EXERCISE TASK: Repeat the rows word for word from the start through the line containing "Query: potato peel", including that line.
..........
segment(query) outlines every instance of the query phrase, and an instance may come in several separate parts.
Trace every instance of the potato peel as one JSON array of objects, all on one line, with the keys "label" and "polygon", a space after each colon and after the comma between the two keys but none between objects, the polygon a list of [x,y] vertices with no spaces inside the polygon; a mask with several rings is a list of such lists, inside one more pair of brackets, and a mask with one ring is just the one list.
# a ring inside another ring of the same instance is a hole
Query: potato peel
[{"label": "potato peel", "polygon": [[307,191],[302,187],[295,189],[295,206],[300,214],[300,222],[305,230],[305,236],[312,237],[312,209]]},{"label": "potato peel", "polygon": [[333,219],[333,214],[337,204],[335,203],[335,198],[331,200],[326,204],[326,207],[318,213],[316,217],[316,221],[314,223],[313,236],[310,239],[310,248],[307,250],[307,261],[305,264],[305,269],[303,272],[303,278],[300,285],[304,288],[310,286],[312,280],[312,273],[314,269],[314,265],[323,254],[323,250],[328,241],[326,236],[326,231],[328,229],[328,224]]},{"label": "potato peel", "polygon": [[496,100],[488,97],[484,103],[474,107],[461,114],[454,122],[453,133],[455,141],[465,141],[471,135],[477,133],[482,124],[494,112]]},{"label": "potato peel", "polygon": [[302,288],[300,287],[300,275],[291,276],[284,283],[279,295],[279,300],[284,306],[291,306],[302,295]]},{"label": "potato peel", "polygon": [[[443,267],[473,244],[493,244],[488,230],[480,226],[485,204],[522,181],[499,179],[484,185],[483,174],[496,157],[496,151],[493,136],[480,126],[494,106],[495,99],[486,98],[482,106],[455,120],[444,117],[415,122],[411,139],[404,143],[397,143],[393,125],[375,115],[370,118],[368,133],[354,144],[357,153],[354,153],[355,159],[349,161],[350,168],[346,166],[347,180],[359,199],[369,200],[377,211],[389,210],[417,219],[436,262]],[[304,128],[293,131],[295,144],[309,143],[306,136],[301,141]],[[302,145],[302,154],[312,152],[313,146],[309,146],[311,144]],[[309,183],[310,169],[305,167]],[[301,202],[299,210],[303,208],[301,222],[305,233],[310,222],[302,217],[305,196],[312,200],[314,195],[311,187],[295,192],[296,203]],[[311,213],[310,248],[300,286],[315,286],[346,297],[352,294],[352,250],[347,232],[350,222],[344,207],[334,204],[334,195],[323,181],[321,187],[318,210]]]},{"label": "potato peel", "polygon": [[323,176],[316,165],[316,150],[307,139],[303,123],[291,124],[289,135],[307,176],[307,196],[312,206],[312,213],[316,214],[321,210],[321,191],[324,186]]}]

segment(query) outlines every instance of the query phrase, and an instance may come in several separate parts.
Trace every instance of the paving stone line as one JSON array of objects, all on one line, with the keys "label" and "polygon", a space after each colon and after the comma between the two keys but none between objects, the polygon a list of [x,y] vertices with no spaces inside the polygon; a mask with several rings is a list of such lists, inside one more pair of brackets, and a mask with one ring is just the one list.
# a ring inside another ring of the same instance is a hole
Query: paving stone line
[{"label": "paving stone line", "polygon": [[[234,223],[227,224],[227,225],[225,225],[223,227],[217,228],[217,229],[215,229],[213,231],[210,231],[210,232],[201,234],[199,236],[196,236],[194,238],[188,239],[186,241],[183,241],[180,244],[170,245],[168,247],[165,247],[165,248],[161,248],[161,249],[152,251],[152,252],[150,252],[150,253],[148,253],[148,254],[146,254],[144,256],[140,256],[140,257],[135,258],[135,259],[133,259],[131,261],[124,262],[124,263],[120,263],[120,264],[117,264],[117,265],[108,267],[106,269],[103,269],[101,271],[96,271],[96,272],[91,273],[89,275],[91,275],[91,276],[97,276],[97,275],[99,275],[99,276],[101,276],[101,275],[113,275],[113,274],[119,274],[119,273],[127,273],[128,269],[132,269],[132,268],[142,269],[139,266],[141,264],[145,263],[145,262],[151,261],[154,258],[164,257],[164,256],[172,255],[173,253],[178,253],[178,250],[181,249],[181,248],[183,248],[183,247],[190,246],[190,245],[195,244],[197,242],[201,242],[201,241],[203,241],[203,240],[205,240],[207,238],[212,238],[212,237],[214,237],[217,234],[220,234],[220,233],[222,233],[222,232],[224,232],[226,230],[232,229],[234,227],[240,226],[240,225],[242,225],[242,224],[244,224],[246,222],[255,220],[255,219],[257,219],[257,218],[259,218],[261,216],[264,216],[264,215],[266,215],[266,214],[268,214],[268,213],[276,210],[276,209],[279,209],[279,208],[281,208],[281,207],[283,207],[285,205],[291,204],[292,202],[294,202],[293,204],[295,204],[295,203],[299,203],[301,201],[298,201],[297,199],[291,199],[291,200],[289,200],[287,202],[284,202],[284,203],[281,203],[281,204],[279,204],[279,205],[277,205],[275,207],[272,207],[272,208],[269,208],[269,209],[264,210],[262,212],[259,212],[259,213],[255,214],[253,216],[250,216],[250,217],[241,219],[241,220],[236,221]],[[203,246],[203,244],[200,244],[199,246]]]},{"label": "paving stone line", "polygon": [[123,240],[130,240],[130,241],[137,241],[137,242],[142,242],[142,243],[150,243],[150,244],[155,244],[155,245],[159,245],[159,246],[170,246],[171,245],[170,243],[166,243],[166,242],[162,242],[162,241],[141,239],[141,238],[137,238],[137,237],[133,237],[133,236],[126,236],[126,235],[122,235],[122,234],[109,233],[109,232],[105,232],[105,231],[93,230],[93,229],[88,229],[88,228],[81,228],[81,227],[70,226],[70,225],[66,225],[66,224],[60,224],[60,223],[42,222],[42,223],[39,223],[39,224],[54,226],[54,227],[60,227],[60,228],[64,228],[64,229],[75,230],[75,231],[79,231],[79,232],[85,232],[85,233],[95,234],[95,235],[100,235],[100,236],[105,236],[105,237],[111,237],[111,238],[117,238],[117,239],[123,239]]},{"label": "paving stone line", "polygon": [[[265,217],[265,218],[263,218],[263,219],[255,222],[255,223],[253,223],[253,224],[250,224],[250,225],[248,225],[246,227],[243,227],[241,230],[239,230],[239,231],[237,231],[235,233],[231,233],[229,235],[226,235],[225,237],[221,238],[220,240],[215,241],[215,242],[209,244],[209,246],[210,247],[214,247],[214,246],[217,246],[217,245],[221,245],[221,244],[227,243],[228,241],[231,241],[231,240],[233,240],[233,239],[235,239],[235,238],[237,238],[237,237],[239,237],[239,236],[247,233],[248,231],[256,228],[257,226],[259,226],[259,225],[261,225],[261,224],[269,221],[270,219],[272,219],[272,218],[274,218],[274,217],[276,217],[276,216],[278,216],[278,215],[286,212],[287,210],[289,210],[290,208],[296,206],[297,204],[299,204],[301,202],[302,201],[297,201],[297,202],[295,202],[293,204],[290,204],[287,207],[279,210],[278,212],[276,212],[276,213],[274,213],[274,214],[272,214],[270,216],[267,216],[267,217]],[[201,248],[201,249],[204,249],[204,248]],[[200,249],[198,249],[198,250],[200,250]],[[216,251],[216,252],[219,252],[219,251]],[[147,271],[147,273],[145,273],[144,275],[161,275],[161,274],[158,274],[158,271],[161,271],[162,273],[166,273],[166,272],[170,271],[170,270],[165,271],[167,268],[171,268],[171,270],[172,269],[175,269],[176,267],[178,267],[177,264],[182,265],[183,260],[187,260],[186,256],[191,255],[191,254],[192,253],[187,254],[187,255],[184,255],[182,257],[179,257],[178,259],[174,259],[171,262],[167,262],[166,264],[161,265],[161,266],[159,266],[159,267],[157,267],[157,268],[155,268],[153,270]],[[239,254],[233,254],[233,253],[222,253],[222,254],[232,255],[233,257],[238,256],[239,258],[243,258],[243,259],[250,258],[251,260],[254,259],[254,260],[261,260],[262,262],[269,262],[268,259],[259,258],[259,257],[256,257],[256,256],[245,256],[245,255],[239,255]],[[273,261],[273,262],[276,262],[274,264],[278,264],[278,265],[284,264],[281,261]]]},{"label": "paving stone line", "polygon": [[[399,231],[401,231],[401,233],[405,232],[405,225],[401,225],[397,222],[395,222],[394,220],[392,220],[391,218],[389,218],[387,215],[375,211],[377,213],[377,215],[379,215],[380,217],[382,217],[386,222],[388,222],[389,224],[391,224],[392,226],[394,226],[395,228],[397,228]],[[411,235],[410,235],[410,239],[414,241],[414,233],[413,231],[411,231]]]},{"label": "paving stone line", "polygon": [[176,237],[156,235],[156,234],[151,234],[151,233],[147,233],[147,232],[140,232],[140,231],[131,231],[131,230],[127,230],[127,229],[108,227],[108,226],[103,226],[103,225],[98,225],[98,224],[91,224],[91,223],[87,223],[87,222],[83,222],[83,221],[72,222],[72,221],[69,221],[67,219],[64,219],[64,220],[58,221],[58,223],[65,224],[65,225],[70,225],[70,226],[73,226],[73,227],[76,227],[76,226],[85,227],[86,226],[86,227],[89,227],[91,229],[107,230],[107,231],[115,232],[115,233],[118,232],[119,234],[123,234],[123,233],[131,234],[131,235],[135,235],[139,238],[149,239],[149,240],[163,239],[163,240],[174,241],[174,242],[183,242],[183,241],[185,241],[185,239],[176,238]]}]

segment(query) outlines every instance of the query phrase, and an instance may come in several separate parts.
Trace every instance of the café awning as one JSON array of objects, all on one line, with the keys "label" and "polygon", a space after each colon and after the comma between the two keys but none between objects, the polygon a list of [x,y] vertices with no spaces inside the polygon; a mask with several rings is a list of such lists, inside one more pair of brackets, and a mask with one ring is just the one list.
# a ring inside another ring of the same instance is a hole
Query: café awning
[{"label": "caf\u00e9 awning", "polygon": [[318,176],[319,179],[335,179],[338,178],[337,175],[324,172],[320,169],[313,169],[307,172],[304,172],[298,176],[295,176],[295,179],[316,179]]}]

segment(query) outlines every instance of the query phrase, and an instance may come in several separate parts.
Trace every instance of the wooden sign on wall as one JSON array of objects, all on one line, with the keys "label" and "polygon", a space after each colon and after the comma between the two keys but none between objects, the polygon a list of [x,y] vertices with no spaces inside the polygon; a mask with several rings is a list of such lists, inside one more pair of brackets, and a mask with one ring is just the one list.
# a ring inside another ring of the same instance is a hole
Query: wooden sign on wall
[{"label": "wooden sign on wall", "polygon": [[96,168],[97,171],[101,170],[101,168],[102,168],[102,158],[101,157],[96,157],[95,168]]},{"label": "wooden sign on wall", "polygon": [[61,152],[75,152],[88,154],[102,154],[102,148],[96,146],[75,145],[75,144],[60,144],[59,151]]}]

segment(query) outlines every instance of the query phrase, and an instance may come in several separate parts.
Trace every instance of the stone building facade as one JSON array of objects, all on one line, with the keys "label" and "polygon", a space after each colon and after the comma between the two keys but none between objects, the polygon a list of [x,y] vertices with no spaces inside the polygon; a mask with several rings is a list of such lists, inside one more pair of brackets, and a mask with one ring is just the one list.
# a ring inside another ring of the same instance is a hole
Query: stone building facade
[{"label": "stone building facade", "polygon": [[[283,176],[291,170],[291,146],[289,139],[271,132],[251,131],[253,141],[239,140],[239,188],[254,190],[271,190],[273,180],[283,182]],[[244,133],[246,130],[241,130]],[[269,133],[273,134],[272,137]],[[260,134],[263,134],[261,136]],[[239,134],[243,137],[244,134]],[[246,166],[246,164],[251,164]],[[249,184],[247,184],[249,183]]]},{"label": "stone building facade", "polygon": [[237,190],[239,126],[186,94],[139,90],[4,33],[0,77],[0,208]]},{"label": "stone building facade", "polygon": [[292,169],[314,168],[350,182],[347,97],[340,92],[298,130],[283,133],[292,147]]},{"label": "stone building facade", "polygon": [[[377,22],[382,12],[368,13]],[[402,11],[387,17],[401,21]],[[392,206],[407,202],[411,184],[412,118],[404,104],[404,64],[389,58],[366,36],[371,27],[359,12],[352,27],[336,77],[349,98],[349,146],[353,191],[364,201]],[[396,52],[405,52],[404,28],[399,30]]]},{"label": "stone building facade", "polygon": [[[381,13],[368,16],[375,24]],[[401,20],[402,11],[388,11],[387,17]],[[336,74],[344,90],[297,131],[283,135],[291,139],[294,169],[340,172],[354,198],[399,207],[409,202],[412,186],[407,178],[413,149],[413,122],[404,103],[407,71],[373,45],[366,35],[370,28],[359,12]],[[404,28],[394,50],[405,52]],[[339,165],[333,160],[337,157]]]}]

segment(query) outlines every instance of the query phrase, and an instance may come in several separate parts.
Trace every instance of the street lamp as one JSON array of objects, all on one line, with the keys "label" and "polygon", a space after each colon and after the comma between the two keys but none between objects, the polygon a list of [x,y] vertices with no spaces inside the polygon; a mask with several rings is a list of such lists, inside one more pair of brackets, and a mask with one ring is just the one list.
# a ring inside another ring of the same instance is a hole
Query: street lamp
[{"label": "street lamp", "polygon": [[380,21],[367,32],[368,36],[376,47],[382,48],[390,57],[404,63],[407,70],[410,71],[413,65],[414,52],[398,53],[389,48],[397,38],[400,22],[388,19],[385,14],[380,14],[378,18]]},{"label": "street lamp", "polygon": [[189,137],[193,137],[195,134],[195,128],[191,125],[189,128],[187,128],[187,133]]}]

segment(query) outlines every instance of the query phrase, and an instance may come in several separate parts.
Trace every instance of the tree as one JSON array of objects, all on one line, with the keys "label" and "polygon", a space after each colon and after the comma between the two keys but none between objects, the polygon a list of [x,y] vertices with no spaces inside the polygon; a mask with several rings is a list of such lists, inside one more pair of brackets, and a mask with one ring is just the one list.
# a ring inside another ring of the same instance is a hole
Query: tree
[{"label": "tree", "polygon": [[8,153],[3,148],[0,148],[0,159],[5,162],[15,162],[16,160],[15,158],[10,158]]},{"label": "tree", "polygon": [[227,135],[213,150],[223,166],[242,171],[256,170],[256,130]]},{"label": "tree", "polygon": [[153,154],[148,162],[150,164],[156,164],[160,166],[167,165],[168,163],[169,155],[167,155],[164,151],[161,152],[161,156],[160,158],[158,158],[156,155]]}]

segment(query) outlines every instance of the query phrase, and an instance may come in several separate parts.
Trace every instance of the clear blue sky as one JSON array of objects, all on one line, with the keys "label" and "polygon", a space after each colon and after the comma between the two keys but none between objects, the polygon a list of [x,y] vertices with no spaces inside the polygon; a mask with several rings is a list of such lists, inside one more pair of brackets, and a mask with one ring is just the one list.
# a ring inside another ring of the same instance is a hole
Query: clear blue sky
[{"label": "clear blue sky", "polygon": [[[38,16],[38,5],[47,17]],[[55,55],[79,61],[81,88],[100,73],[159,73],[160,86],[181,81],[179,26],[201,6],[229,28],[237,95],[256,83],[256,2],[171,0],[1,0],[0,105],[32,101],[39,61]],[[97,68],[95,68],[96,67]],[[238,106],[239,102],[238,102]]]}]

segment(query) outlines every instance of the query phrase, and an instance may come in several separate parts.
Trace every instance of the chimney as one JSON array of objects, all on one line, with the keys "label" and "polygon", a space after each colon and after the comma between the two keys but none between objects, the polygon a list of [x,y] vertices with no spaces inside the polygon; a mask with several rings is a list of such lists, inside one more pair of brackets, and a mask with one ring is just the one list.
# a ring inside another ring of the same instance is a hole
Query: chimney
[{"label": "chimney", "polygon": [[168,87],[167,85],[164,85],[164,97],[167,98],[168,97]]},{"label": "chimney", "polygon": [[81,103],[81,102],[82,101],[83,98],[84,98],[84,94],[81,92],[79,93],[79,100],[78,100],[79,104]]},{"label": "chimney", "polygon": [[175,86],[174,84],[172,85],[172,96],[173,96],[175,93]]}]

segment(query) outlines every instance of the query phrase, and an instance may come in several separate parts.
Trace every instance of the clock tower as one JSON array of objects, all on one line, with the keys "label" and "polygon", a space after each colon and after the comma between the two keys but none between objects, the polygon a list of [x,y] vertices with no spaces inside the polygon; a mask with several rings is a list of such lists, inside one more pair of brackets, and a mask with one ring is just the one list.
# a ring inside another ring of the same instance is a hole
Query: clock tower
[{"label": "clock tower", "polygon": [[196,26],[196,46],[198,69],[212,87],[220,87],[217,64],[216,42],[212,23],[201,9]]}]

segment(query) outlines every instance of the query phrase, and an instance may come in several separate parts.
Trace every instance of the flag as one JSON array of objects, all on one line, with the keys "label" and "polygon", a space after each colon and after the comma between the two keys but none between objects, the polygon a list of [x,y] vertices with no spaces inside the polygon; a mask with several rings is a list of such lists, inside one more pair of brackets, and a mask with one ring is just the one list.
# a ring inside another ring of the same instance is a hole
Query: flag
..........
EXERCISE OUTPUT:
segment(query) outlines every instance of the query phrase, and an instance may come in several separate parts.
Trace every instance of the potato peel as one JSON array of objects, all on one line, with the keys "label" and "polygon", a space after each colon and after the comma between the two keys but none between objects, the polygon a list of [x,y] vertices with no spaces inside the polygon; a mask with several rings is a list of such lists, inside one more pair of brackets, and a mask with one ring is just the one list.
# a ring inside another ring of the same instance is a hole
Query: potato peel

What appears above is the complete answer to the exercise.